- **ABOUT THIS TASK**
Write back each entry precisely as it is given.

- **DATA FOR REVIEW**
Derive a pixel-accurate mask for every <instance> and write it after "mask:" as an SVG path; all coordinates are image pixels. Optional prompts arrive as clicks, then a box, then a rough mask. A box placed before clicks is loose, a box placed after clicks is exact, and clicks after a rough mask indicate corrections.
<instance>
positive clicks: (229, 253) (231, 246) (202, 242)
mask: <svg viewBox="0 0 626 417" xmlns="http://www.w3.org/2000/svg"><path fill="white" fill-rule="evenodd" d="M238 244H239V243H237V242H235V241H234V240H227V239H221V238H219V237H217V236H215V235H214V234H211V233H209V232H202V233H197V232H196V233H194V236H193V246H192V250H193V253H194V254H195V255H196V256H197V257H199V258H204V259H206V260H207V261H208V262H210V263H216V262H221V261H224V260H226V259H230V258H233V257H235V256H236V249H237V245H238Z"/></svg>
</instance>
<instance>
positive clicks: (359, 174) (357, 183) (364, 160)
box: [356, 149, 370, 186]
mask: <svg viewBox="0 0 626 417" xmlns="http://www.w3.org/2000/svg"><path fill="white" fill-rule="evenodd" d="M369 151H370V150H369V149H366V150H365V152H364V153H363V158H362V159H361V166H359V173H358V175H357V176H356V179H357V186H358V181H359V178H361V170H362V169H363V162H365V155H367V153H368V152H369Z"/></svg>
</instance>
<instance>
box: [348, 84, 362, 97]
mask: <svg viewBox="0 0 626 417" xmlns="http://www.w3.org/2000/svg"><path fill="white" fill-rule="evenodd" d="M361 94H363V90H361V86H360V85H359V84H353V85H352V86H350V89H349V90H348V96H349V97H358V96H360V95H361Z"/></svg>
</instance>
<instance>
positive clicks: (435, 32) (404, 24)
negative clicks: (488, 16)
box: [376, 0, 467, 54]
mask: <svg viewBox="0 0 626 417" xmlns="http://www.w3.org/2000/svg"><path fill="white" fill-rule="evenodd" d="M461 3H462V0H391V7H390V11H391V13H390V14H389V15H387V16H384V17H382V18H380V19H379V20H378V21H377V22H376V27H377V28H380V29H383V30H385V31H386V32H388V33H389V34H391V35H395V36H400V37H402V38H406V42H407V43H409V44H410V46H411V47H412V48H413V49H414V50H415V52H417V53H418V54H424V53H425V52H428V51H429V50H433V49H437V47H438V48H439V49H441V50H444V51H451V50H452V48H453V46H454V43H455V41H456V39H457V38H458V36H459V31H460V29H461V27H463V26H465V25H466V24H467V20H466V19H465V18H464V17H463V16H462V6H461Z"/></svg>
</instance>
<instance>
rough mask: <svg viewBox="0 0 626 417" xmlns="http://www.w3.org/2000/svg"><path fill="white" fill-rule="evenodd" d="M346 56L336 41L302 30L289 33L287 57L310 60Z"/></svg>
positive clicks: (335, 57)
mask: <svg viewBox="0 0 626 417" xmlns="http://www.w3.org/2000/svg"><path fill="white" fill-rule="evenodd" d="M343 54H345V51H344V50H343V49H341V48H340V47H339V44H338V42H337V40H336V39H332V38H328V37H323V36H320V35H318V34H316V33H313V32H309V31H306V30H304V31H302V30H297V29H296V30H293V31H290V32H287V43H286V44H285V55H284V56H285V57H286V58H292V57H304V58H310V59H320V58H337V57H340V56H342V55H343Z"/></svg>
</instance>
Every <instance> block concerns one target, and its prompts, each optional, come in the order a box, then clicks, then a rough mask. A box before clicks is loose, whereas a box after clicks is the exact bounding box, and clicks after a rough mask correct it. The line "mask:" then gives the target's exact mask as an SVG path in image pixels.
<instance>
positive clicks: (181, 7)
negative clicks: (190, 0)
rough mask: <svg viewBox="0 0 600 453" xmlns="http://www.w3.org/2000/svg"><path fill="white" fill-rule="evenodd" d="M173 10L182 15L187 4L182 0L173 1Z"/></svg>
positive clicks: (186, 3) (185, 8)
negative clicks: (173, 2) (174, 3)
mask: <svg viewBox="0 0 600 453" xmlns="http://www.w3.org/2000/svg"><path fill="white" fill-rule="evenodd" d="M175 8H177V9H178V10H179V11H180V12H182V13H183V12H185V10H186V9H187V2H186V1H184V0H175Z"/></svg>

- **YOUR SOLUTION**
Derive a pixel-accurate mask for every <instance> and write it after "mask:" as an SVG path; all coordinates are image pixels. Optional prompts arrive as clicks, then a box, then a rough mask. A box placed before clicks is loose, a box placed after clicks is exact, and clicks after a rough mask indicate corrections.
<instance>
positive clicks: (229, 253) (231, 246) (202, 242)
mask: <svg viewBox="0 0 626 417" xmlns="http://www.w3.org/2000/svg"><path fill="white" fill-rule="evenodd" d="M238 244H239V243H237V242H235V241H234V240H227V239H221V238H219V237H217V236H215V235H214V234H211V233H209V232H202V233H197V232H196V233H194V236H193V246H192V250H193V253H194V254H195V255H196V256H197V257H199V258H204V259H206V260H207V261H208V262H210V263H216V262H221V261H224V260H226V259H230V258H233V257H235V256H236V249H237V245H238Z"/></svg>
</instance>
<instance>
positive clicks: (359, 174) (357, 183) (364, 160)
box: [356, 149, 370, 186]
mask: <svg viewBox="0 0 626 417" xmlns="http://www.w3.org/2000/svg"><path fill="white" fill-rule="evenodd" d="M369 151H370V150H369V149H366V150H365V152H364V153H363V158H362V159H361V166H359V173H358V175H357V176H356V179H357V186H358V181H359V178H361V170H362V169H363V162H365V155H367V153H368V152H369Z"/></svg>
</instance>
<instance>
box: [348, 84, 362, 97]
mask: <svg viewBox="0 0 626 417" xmlns="http://www.w3.org/2000/svg"><path fill="white" fill-rule="evenodd" d="M361 94H363V90H361V86H360V85H359V84H353V85H352V86H350V89H349V90H348V96H349V97H358V96H360V95H361Z"/></svg>
</instance>
<instance>
positive clicks: (435, 32) (404, 24)
negative clicks: (488, 16)
box: [376, 0, 467, 54]
mask: <svg viewBox="0 0 626 417" xmlns="http://www.w3.org/2000/svg"><path fill="white" fill-rule="evenodd" d="M461 3H462V0H391V7H390V11H391V13H390V14H389V15H387V16H384V17H382V18H380V19H379V20H378V21H377V22H376V27H377V28H380V29H383V30H385V31H386V32H388V33H389V34H391V35H395V36H400V37H402V38H406V42H407V43H409V44H410V46H411V47H412V48H413V49H414V50H415V52H417V53H418V54H424V53H425V52H428V51H429V50H433V49H437V47H438V48H439V49H441V50H444V51H451V50H452V48H453V46H454V43H455V41H456V39H457V38H458V36H459V31H460V29H461V27H463V26H465V25H466V24H467V20H466V19H465V18H464V17H463V16H462V6H461Z"/></svg>
</instance>
<instance>
rough mask: <svg viewBox="0 0 626 417" xmlns="http://www.w3.org/2000/svg"><path fill="white" fill-rule="evenodd" d="M346 56L336 41L302 30L289 33L287 57L310 60Z"/></svg>
positive clicks: (335, 57)
mask: <svg viewBox="0 0 626 417" xmlns="http://www.w3.org/2000/svg"><path fill="white" fill-rule="evenodd" d="M343 54H345V51H344V50H343V49H341V48H340V47H339V44H338V42H337V40H336V39H332V38H328V37H323V36H320V35H318V34H316V33H313V32H309V31H306V30H304V31H302V30H297V29H296V30H293V31H290V32H287V43H286V44H285V55H284V56H285V57H286V58H292V57H304V58H310V59H320V58H337V57H340V56H342V55H343Z"/></svg>
</instance>
Every <instance> block concerns one target, and its prompts, each optional, come in the order a box, then clicks, then a rough mask. A box before clicks is loose, whereas a box after clicks is the exact bounding box, and clicks after a rough mask correct it. The line "mask:" then gives the target's exact mask as an SVG path in image pixels.
<instance>
positive clicks: (181, 7)
negative clicks: (190, 0)
rough mask: <svg viewBox="0 0 600 453" xmlns="http://www.w3.org/2000/svg"><path fill="white" fill-rule="evenodd" d="M173 10L182 15L187 4L182 0L173 1Z"/></svg>
positive clicks: (186, 3) (185, 8)
negative clicks: (173, 2) (174, 3)
mask: <svg viewBox="0 0 600 453" xmlns="http://www.w3.org/2000/svg"><path fill="white" fill-rule="evenodd" d="M175 8H177V9H178V10H179V11H180V12H182V13H183V12H185V10H186V9H187V2H186V1H184V0H175Z"/></svg>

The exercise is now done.